Reproduce the stretch of the stroke study text from "The researchers found" through "level of education.", word for word.

-- PASSAGE follows --

One or Two Drinks a Day May Keep Stroke Away
Lead Researcher: Ralph L. Sacco
Moderate alcohol consumption protects against the risk of the most common type of stroke, ischemic stroke (damage to part of the brain caused by blood clots in the brain arteries). Heavy drinkers are at significantly higher risk for ischemic stroke, but they can lower their risk if they cut back or stop, according to the research, reported in the Jan. 6, 1999, issue of the Journal of the American Medical Association. This is the first study to show protective effects of alcohol in Hispanics and confirms benefits to African-Americans.
Dr. Ralph L. Sacco, associate professor of neurology and public health in the Gertrude H. Sergievsky Center, and colleagues examined data from the Northern Manhattan Stroke Study, one of the first population-based studies to compare stroke incidence among Caucasians, African-Americans, and Hispanics living in the same community. The researchers studied 677 multiethnic people 40 years of age or older in northern Manhattan who had suffered a first ischemic stroke between July 1993 and June 1997 to determine the association between alcohol consumption and risk of ischemic stroke. They compared the test population, comprising 19.5 percent whites, 28.4 percent African-Americans, and 50.7 percent Hispanic (mostly Dominican), with a community sample of 1,139 adults (55 percent women) reached through a random telephone survey. The mean age of the study population was 70.
The researchers found that people who consumed moderate alcohol, defined as up to two drinks per day, were at 45 percent lower risk of suffering from ischemic stroke compared with non-drinkers. The protective effect was found in both younger and older groups, in men and women, in whites, African-Americans, and Hispanics, even after adjusting for other possible risk factors for stroke, such as heart disease, high blood pressure, diabetes, current smoking habits, obesity, and level of education.
However, those who consume seven or more drinks per day are at almost three times higher risk for ischemic stroke. A drink is usually defined as a 12-ounce bottle of beer or wine cooler, a five-ounce glass of wine, or 1.5 ounces of 80-proof distilled spirits.
We found this protective effect no matter what type of alcohol was consumed, whether it was wine, beer, or liquor. This is in accord with the majority of studies of the protective effect of alcohol on coronary artery disease, says Dr. Sacco.
While the protective effect of alcohol on heart disease appears to be at least partially related to levels of high-density lipoprotein (HDL, or the so-called good cholesterol), the relative importance of HDL in mediating alcohols effect on stroke risk has not been well studied. Data from the P&S study suggest that the protective effect of alcohol was independent of HDL.
The researchers acknowledge that the effect of moderate alcohol consumption on stroke remains controversial. While several case-control and prospective studies have investigated the effect of alcohol consumption on hemorrhagic stroke (bleeding in the brain caused by the rupture of a blood vessel), the data available on ischemic stroke, which accounts for 80 percent of all stroke cases, are contradictory. This study supports previous studies, conducted predominantly among white subjects, about the relationship between ischemic stroke and alcohol and is the first to find a protective relationship between moderate alcohol use and ischemic stroke in Hispanics.

-- PASSAGE concluded --
-- LISTED ENTRIES follows --

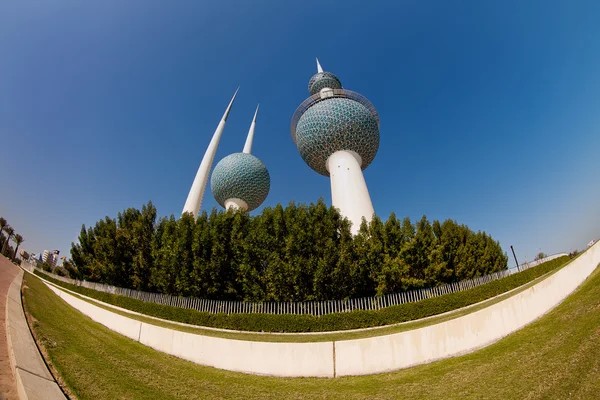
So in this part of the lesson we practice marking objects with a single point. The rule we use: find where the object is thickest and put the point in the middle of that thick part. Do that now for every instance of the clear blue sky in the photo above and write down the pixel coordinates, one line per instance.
(490, 111)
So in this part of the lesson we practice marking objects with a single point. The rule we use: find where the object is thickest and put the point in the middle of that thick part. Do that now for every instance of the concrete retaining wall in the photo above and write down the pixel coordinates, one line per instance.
(360, 356)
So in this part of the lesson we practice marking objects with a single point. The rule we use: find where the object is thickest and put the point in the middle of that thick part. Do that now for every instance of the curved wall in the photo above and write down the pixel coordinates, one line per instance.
(359, 356)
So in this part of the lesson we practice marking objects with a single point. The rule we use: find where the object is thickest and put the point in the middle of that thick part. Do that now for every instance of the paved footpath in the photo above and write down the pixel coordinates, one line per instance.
(8, 389)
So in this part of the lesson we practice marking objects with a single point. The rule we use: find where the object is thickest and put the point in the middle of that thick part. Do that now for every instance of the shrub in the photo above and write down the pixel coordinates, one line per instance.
(330, 322)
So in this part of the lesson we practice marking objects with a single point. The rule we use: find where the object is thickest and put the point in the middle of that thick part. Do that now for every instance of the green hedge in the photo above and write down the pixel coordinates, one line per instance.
(329, 322)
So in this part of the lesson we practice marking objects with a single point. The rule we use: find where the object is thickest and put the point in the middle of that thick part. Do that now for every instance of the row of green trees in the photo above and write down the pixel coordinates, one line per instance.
(5, 248)
(294, 253)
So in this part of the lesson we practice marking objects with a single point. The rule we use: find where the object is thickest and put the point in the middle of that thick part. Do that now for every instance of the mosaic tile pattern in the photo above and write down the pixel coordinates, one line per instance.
(322, 80)
(336, 124)
(242, 176)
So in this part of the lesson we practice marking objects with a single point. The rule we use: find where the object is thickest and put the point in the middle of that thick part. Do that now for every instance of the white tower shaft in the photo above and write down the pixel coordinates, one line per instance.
(349, 191)
(194, 199)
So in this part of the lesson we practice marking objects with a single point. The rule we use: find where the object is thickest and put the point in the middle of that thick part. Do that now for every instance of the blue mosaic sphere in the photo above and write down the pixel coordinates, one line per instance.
(335, 124)
(240, 176)
(321, 80)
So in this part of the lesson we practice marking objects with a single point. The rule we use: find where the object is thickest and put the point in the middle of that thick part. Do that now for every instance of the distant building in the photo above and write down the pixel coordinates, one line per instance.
(50, 256)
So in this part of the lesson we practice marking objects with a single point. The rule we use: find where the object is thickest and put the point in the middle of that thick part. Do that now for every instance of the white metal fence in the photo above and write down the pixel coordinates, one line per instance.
(304, 307)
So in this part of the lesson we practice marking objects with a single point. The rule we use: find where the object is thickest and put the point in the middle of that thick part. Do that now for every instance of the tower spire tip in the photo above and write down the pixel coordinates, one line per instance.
(319, 68)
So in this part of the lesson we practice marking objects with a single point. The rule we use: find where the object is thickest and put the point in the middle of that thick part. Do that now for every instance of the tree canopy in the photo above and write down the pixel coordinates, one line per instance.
(294, 253)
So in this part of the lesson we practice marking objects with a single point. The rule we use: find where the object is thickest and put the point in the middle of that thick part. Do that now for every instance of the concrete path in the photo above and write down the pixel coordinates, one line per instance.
(8, 389)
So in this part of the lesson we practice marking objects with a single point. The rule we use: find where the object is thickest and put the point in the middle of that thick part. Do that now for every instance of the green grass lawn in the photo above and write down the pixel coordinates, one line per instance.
(556, 357)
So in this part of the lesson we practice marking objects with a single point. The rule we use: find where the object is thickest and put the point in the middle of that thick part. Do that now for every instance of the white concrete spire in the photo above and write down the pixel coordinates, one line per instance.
(250, 138)
(194, 200)
(319, 68)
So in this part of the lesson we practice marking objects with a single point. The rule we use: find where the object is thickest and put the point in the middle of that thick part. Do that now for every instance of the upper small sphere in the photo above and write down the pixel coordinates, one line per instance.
(322, 80)
(336, 124)
(241, 176)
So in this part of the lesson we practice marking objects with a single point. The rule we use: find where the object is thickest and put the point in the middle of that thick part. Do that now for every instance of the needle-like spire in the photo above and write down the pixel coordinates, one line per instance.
(194, 200)
(250, 138)
(319, 68)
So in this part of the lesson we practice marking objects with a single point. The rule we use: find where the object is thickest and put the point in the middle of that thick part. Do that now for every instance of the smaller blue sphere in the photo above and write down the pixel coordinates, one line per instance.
(321, 80)
(241, 176)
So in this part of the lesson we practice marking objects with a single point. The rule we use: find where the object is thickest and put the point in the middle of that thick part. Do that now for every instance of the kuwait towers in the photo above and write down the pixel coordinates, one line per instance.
(241, 180)
(336, 132)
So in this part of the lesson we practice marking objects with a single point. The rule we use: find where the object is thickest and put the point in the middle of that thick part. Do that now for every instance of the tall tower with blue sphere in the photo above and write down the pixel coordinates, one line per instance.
(336, 132)
(241, 180)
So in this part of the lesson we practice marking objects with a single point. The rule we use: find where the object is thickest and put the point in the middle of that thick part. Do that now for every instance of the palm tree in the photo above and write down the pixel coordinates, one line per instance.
(18, 240)
(3, 223)
(8, 229)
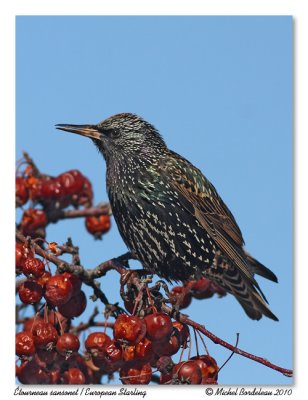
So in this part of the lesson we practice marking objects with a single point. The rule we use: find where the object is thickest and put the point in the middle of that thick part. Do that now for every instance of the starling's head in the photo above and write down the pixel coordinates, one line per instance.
(122, 134)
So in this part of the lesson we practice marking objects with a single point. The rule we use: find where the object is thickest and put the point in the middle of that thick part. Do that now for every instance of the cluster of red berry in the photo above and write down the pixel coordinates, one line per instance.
(62, 290)
(138, 346)
(48, 346)
(70, 188)
(49, 357)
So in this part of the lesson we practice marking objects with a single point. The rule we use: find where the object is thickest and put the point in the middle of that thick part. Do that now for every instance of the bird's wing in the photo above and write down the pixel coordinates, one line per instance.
(199, 197)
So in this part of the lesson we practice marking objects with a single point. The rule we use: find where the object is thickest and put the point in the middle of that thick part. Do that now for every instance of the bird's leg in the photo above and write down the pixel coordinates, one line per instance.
(124, 258)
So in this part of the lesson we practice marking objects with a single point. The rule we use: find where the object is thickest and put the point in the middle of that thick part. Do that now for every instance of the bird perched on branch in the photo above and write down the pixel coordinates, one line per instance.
(170, 215)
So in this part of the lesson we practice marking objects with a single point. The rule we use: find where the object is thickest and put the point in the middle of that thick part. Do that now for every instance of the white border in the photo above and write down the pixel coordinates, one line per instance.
(9, 9)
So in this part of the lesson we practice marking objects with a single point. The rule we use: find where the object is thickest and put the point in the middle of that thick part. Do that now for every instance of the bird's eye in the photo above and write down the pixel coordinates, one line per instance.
(112, 133)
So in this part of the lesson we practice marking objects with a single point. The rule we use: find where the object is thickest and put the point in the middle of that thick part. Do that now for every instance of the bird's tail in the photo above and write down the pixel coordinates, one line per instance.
(247, 292)
(254, 306)
(257, 268)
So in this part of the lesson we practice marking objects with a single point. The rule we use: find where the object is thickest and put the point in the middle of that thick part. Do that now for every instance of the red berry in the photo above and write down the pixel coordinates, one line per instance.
(113, 352)
(58, 290)
(168, 347)
(187, 372)
(55, 375)
(129, 329)
(35, 188)
(33, 222)
(45, 335)
(44, 278)
(30, 322)
(51, 189)
(110, 359)
(136, 376)
(75, 306)
(74, 376)
(24, 344)
(144, 351)
(22, 194)
(85, 197)
(72, 182)
(58, 320)
(159, 326)
(75, 281)
(211, 367)
(33, 267)
(30, 373)
(96, 342)
(164, 364)
(44, 357)
(97, 226)
(21, 254)
(67, 344)
(128, 352)
(30, 292)
(180, 296)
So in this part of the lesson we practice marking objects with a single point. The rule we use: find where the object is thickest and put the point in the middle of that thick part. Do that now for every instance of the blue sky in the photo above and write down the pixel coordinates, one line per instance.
(219, 89)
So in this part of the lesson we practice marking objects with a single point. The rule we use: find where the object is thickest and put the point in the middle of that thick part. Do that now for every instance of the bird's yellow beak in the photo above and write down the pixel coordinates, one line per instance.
(90, 131)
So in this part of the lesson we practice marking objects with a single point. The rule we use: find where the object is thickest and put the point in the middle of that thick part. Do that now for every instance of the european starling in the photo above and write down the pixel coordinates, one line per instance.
(170, 215)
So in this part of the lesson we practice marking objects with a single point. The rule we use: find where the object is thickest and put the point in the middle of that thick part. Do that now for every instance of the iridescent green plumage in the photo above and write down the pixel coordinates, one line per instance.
(170, 215)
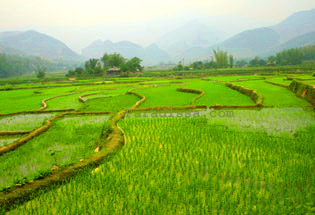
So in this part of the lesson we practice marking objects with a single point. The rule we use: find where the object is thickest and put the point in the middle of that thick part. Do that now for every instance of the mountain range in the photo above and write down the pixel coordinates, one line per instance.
(151, 55)
(37, 44)
(192, 41)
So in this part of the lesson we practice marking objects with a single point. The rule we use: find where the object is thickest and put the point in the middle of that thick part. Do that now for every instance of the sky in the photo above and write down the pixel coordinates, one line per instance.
(141, 21)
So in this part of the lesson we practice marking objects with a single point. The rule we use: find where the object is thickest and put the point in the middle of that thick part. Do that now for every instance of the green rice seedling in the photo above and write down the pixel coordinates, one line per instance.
(7, 140)
(275, 121)
(190, 166)
(26, 122)
(310, 82)
(112, 104)
(280, 80)
(74, 138)
(275, 95)
(218, 94)
(165, 96)
(30, 99)
(108, 93)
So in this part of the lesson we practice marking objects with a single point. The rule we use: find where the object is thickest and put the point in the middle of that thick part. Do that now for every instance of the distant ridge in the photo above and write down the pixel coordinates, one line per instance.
(150, 55)
(38, 44)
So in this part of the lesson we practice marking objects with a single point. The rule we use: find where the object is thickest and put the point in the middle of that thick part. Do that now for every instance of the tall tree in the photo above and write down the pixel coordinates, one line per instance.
(221, 58)
(231, 61)
(105, 60)
(116, 60)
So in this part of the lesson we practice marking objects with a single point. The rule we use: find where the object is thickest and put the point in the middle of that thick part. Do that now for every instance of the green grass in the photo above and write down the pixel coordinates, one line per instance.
(218, 94)
(233, 77)
(112, 104)
(310, 82)
(188, 166)
(275, 121)
(66, 102)
(72, 138)
(275, 95)
(165, 96)
(7, 140)
(280, 80)
(25, 122)
(30, 99)
(107, 93)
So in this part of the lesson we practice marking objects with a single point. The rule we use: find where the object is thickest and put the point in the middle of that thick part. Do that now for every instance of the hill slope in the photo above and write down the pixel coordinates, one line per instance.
(35, 43)
(150, 55)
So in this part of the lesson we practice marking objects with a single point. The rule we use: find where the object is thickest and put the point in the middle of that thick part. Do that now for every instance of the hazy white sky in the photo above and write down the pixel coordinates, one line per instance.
(19, 13)
(124, 19)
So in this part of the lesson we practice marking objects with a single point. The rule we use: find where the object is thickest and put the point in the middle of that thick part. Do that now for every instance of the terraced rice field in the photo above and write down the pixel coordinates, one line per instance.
(274, 95)
(218, 94)
(258, 160)
(165, 96)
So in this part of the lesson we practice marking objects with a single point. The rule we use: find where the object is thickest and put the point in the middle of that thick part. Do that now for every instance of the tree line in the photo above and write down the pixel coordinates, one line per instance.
(15, 65)
(96, 66)
(222, 59)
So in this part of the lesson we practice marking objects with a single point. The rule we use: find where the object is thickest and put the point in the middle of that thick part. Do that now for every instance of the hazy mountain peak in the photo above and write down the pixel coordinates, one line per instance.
(36, 43)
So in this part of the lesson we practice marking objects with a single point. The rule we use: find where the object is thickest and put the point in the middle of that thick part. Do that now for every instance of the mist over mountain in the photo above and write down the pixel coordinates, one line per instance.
(150, 55)
(190, 35)
(295, 25)
(292, 32)
(38, 44)
(189, 38)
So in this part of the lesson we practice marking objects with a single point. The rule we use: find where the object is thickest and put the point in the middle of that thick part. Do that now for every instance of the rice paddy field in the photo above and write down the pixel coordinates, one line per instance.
(154, 152)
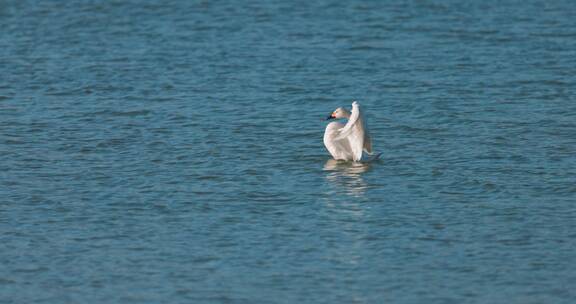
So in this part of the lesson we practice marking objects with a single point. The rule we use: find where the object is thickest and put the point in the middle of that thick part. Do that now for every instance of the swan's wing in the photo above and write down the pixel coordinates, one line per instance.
(355, 132)
(354, 116)
(338, 148)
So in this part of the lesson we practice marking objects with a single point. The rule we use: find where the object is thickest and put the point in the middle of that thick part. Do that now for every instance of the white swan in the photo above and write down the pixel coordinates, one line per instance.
(350, 141)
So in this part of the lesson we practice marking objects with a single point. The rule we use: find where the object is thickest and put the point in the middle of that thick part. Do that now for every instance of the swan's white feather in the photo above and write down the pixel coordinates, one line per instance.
(351, 141)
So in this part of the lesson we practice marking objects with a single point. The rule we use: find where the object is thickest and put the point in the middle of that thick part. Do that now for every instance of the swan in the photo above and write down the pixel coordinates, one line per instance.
(350, 141)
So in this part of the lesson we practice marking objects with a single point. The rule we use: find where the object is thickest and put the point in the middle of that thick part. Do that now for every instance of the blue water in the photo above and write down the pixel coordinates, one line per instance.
(171, 152)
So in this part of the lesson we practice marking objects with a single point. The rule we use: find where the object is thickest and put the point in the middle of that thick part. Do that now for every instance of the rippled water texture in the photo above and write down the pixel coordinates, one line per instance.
(171, 152)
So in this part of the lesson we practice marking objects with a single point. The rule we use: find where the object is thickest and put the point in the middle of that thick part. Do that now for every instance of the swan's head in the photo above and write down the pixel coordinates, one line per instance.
(339, 113)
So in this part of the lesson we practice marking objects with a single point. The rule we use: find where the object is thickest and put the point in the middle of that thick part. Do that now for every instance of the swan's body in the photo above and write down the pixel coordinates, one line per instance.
(350, 141)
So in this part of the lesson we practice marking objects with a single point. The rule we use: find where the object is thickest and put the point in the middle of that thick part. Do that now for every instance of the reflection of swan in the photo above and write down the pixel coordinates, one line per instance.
(347, 176)
(350, 141)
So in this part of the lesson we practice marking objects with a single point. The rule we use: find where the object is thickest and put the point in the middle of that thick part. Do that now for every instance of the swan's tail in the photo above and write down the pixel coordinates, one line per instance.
(368, 157)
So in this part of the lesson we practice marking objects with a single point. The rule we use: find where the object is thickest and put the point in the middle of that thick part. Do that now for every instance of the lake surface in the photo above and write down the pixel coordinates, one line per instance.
(171, 152)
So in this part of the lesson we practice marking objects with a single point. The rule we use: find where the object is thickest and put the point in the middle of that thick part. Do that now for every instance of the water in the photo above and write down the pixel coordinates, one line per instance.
(171, 152)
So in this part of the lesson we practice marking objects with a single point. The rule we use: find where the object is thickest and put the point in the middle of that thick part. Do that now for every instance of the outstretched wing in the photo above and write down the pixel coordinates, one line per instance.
(338, 148)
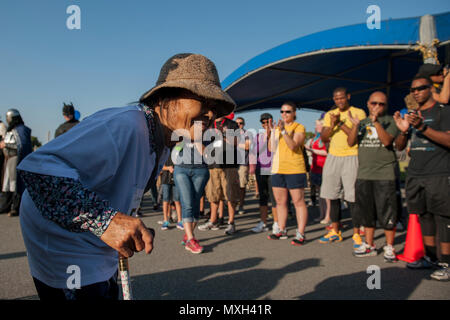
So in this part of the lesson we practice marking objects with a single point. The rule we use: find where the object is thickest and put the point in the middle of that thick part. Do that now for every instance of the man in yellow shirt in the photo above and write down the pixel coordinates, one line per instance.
(341, 166)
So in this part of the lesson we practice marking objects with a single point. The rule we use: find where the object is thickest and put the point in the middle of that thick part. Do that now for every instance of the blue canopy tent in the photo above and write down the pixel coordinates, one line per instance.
(307, 70)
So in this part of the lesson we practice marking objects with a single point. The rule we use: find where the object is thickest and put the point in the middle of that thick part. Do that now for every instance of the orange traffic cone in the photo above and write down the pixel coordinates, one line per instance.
(414, 244)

-- LISTED ENTRIES concluded --

EXERCISE ANSWER —
The researchers found that people who consumed moderate alcohol, defined as up to two drinks per day, were at 45 percent lower risk of suffering from ischemic stroke compared with non-drinkers. The protective effect was found in both younger and older groups, in men and women, in whites, African-Americans, and Hispanics, even after adjusting for other possible risk factors for stroke, such as heart disease, high blood pressure, diabetes, current smoking habits, obesity, and level of education.